___ SOURCE TEXT

Abstract

In the Resource Description Framework, literals are composed of a UNICODE string (the lexical form), a datatype IRI, and optionally, when the datatype IRI is rdf:langString, a language tag. Any IRI can take the place of a datatype IRI, but the specification only defines the precise meaning of a literal when the datatype IRI is among a predefined subset. Custom datatypes have reported use on the web of data, but their support by RDF processors is rare and implementation specific. We propose a mechanism for a generic support of custom datatypes. Following simple guidelines, (i) definitions of arbitrary custom datatypes may be published on the web, and (ii) a generic RDF processor or SPARQL query engine can discover datatypes on-the-fly, and perform operations uniformly.

This document provides:

Status of This Document

This document is merely a public working draft of a potential specification. It has no official standing of any kind and does not represent the support or consensus of any standards organisation.

Table of Contents

1. Conformance

As well as sections marked as non-normative, all authoring guidelines, diagrams, examples, and notes in this specification are non-normative. Everything else in this specification is normative.

______

## WORK REQUEST
Answer these questions using the custom datatypes draft.
1. When does a literal carry a language tag?
2. According to its status statement, whose support or consensus does the draft not represent?
3. Besides sections marked as non-normative, which parts of the specification does the conformance section call non-normative?
The stored items after the custom datatypes draft are separate material and do not relate to it.

___ EXTRACTED DATA

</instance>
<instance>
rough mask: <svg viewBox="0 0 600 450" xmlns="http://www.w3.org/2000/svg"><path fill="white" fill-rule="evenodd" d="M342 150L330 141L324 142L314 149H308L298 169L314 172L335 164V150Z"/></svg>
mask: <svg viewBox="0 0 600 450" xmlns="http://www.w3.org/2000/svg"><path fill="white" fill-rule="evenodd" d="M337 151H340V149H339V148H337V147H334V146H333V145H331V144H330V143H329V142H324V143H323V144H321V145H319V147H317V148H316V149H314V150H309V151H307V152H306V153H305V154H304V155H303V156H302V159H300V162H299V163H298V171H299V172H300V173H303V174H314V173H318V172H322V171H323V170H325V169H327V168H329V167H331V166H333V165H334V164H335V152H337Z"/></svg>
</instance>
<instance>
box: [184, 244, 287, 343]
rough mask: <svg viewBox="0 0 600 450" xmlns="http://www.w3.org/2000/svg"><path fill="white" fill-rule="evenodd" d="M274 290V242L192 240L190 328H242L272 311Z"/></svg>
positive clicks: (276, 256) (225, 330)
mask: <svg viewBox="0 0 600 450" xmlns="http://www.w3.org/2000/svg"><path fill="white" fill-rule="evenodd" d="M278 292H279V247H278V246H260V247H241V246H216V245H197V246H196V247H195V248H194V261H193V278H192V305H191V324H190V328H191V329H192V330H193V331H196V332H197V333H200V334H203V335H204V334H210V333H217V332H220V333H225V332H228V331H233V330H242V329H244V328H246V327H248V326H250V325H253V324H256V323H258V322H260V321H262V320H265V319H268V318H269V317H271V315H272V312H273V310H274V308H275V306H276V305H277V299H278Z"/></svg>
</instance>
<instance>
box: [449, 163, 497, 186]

______

## RESULT OF THE TASK
1. A literal carries a language tag optionally, when its datatype IRI is rdf:langString.
2. It does not represent the support or consensus of any standards organization.
3. All authoring guidelines, diagrams, examples, and notes are non-normative.